[Data for review — start]
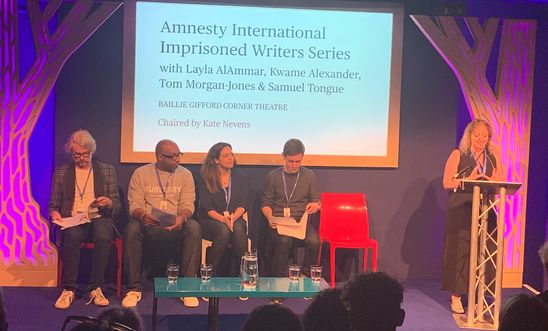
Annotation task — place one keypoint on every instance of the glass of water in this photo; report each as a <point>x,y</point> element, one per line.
<point>316,272</point>
<point>205,272</point>
<point>294,271</point>
<point>172,273</point>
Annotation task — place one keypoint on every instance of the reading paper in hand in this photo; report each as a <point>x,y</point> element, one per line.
<point>288,226</point>
<point>69,222</point>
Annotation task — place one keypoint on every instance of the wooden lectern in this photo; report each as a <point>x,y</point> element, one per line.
<point>486,247</point>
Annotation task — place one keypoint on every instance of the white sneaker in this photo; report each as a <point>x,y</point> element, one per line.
<point>98,298</point>
<point>190,302</point>
<point>65,299</point>
<point>131,299</point>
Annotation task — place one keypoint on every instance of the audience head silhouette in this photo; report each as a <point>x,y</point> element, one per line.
<point>523,312</point>
<point>326,312</point>
<point>272,317</point>
<point>3,318</point>
<point>374,302</point>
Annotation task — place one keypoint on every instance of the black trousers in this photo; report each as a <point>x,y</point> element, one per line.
<point>279,260</point>
<point>189,238</point>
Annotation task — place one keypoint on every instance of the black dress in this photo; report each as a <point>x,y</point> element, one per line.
<point>456,248</point>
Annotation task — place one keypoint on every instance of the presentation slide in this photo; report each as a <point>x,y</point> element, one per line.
<point>257,76</point>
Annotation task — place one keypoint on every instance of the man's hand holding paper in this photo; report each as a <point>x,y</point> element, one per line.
<point>164,219</point>
<point>288,226</point>
<point>69,222</point>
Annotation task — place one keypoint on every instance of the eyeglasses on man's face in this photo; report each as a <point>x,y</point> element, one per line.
<point>93,321</point>
<point>172,156</point>
<point>85,155</point>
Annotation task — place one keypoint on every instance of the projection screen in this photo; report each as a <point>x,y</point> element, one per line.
<point>256,75</point>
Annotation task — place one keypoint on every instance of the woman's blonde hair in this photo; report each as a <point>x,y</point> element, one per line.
<point>465,142</point>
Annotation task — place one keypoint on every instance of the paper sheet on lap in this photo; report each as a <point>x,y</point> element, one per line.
<point>288,226</point>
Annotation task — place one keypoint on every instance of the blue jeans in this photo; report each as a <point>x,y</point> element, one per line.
<point>189,238</point>
<point>220,236</point>
<point>102,233</point>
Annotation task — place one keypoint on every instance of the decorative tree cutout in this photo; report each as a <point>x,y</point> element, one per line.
<point>24,239</point>
<point>507,108</point>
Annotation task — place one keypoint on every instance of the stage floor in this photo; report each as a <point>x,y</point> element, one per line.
<point>28,309</point>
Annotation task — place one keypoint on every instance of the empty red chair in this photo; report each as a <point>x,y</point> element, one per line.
<point>344,223</point>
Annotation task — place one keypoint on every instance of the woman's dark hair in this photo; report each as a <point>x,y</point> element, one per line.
<point>209,170</point>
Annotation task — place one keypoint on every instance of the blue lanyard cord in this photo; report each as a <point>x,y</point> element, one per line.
<point>160,182</point>
<point>288,198</point>
<point>82,192</point>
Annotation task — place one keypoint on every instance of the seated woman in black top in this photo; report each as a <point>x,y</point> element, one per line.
<point>223,198</point>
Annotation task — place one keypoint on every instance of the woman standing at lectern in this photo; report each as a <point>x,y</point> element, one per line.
<point>475,159</point>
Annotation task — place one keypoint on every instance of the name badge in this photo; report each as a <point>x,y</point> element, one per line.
<point>287,212</point>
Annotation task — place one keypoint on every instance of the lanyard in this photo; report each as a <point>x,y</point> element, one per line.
<point>81,192</point>
<point>285,186</point>
<point>228,192</point>
<point>160,182</point>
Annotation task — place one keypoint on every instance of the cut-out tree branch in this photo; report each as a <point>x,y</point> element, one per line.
<point>507,106</point>
<point>24,237</point>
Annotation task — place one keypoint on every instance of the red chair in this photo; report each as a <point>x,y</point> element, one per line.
<point>117,242</point>
<point>344,223</point>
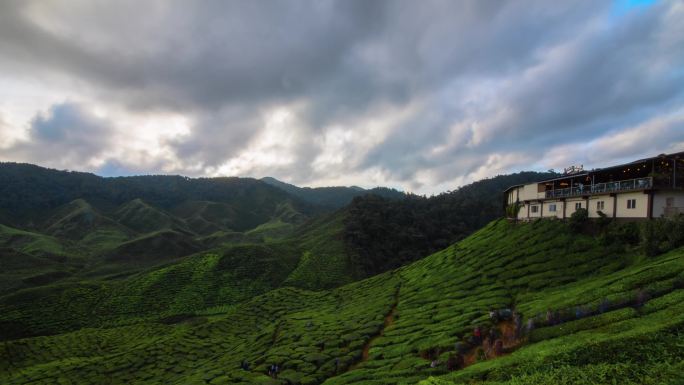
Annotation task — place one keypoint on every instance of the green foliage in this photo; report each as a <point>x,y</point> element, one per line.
<point>386,233</point>
<point>579,219</point>
<point>512,210</point>
<point>396,317</point>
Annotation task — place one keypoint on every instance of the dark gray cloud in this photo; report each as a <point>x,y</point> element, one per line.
<point>415,94</point>
<point>65,136</point>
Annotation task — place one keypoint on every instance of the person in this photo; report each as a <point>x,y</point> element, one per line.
<point>505,314</point>
<point>451,363</point>
<point>517,323</point>
<point>273,371</point>
<point>461,348</point>
<point>493,335</point>
<point>494,315</point>
<point>498,347</point>
<point>641,297</point>
<point>530,325</point>
<point>477,333</point>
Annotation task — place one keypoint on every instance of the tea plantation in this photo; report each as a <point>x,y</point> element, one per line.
<point>616,317</point>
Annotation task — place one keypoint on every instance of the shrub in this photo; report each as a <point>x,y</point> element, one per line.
<point>579,219</point>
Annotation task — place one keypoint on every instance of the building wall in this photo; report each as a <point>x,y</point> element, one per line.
<point>553,214</point>
<point>513,195</point>
<point>534,214</point>
<point>522,214</point>
<point>570,202</point>
<point>607,205</point>
<point>641,209</point>
<point>660,201</point>
<point>528,192</point>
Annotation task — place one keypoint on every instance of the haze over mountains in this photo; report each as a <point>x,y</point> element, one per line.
<point>76,224</point>
<point>179,280</point>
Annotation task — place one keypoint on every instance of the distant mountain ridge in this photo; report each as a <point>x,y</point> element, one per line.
<point>335,196</point>
<point>159,246</point>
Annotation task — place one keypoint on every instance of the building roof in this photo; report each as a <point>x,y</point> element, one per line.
<point>512,187</point>
<point>676,155</point>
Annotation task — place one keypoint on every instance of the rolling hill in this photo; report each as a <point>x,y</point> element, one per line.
<point>387,329</point>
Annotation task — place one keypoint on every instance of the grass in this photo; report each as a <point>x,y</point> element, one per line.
<point>205,333</point>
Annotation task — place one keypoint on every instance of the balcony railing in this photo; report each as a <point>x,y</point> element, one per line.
<point>602,188</point>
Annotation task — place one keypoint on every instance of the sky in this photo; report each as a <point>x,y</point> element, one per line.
<point>423,96</point>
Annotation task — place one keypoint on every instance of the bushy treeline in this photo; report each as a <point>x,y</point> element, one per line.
<point>334,196</point>
<point>27,189</point>
<point>387,233</point>
<point>653,237</point>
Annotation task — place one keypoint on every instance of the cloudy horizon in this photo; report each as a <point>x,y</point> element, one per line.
<point>419,96</point>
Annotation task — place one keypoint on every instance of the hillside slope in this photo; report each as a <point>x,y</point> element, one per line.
<point>388,328</point>
<point>333,197</point>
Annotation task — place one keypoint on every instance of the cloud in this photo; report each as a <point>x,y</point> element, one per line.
<point>418,95</point>
<point>65,136</point>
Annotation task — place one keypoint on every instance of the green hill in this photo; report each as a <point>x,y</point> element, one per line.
<point>143,218</point>
<point>333,197</point>
<point>28,193</point>
<point>388,328</point>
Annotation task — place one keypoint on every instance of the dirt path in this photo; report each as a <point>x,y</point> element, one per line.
<point>508,337</point>
<point>389,320</point>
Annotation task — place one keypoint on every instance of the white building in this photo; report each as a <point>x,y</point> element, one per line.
<point>646,188</point>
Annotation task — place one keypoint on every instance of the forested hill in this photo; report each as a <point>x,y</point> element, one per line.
<point>387,233</point>
<point>333,197</point>
<point>27,190</point>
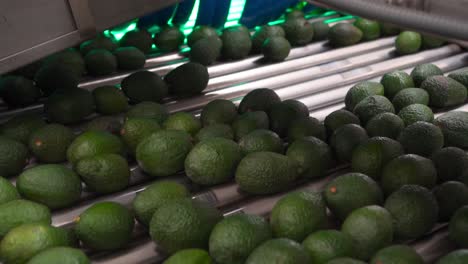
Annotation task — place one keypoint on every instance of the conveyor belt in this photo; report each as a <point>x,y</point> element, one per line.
<point>316,75</point>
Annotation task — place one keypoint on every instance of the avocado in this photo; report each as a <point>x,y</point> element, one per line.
<point>410,96</point>
<point>416,112</point>
<point>236,236</point>
<point>282,115</point>
<point>360,91</point>
<point>325,245</point>
<point>219,111</point>
<point>460,76</point>
<point>17,212</point>
<point>261,99</point>
<point>222,155</point>
<point>266,173</point>
<point>397,254</point>
<point>344,34</point>
<point>69,57</point>
<point>320,30</point>
<point>276,49</point>
<point>173,233</point>
<point>371,156</point>
<point>236,43</point>
<point>68,107</point>
<point>339,118</point>
<point>111,124</point>
<point>184,122</point>
<point>414,210</point>
<point>248,122</point>
<point>370,28</point>
<point>14,157</point>
<point>287,250</point>
<point>189,256</point>
<point>105,226</point>
<point>298,31</point>
<point>100,62</point>
<point>459,256</point>
<point>188,79</point>
<point>408,42</point>
<point>144,86</point>
<point>454,126</point>
<point>52,77</point>
<point>351,191</point>
<point>396,81</point>
<point>408,169</point>
<point>53,185</point>
<point>314,156</point>
<point>371,228</point>
<point>265,32</point>
<point>60,255</point>
<point>129,58</point>
<point>388,29</point>
<point>457,230</point>
<point>450,196</point>
<point>295,215</point>
<point>105,173</point>
<point>25,241</point>
<point>148,109</point>
<point>92,143</point>
<point>385,125</point>
<point>20,127</point>
<point>17,91</point>
<point>345,139</point>
<point>200,32</point>
<point>261,140</point>
<point>421,138</point>
<point>100,42</point>
<point>431,42</point>
<point>206,50</point>
<point>140,39</point>
<point>450,163</point>
<point>423,71</point>
<point>136,129</point>
<point>49,144</point>
<point>444,91</point>
<point>213,131</point>
<point>163,152</point>
<point>372,106</point>
<point>156,195</point>
<point>169,39</point>
<point>8,191</point>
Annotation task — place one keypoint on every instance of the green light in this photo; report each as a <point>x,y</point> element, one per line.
<point>235,12</point>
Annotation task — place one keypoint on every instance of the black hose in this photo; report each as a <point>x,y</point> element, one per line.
<point>404,17</point>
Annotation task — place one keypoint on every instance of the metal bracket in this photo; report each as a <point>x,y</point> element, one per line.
<point>84,19</point>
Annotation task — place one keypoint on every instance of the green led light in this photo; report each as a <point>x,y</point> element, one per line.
<point>235,13</point>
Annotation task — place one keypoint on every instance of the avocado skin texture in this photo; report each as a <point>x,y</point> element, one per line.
<point>18,212</point>
<point>266,173</point>
<point>188,79</point>
<point>174,233</point>
<point>130,58</point>
<point>280,248</point>
<point>454,126</point>
<point>236,236</point>
<point>60,255</point>
<point>414,210</point>
<point>444,91</point>
<point>53,185</point>
<point>14,156</point>
<point>344,34</point>
<point>25,241</point>
<point>144,86</point>
<point>68,107</point>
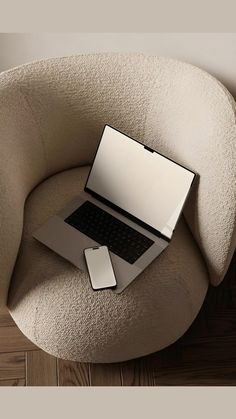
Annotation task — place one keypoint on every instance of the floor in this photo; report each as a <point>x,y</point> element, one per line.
<point>205,355</point>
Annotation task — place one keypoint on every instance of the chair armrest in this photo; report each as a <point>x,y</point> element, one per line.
<point>22,165</point>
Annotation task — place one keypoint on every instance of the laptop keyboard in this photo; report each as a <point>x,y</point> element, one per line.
<point>105,229</point>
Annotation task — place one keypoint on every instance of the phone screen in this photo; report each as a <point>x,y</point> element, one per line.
<point>100,267</point>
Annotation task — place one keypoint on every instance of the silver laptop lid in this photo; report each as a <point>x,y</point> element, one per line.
<point>139,181</point>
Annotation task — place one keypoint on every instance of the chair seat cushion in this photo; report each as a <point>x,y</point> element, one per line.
<point>54,305</point>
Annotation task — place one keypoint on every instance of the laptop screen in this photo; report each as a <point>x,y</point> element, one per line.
<point>140,181</point>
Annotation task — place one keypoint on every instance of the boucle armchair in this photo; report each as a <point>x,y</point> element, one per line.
<point>51,117</point>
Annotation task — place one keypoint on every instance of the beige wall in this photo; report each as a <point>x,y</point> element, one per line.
<point>214,52</point>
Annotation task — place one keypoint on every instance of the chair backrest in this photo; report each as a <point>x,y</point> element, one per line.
<point>55,111</point>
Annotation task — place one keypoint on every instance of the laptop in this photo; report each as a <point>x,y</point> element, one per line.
<point>131,202</point>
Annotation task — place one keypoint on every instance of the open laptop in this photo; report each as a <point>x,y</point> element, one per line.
<point>131,202</point>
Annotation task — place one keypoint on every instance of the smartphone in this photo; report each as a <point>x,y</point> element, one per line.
<point>100,268</point>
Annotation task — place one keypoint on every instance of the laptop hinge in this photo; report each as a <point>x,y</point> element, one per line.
<point>127,214</point>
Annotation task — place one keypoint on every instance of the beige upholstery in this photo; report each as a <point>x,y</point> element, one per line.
<point>52,115</point>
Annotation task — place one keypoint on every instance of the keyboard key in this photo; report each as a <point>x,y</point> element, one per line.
<point>105,229</point>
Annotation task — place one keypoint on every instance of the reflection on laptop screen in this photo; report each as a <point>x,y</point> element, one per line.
<point>145,184</point>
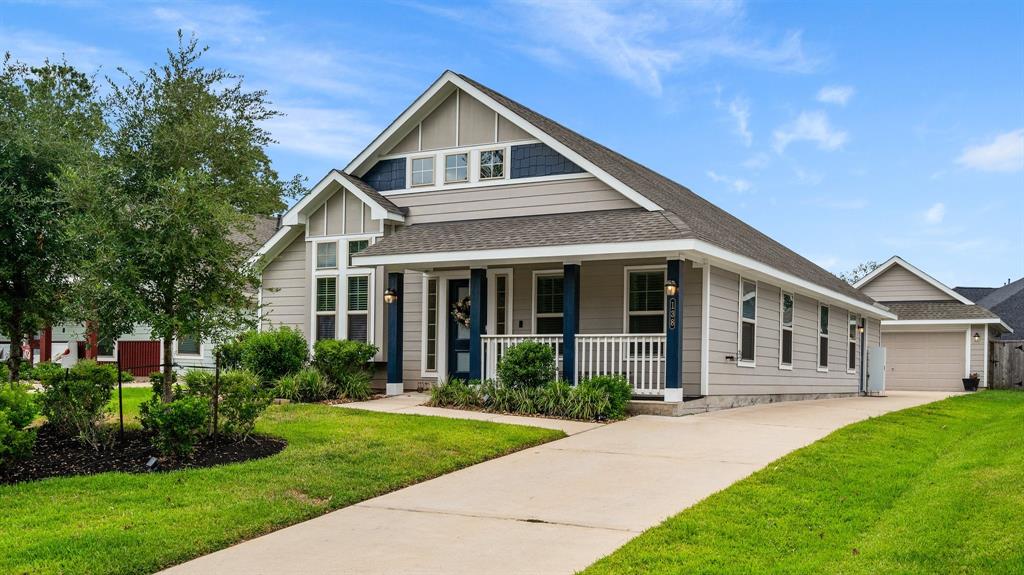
[Data for review — finish]
Task goal:
Every line from the one containing "the laptop hinge" to the final line of the records must be transcribed exactly, both ends included, with the pictures left out.

Reply:
Annotation task — place one keypoint on every instance of the laptop hinge in this photo; report each as a <point>x,y</point> element, one per line.
<point>127,214</point>
Annotation task — place one keypoint on every instance of the beige upholstery in this photo; report each as a <point>x,y</point> element, one per line.
<point>52,115</point>
Annotation task — place one keypoint on every instance of the keyboard key in this photo; report each as a <point>x,y</point> element, one per line.
<point>105,229</point>
Annotation task — place one keypoint on every instance of the reflection on laptop screen in this photo; report each as a <point>x,y</point> element, one per line.
<point>145,184</point>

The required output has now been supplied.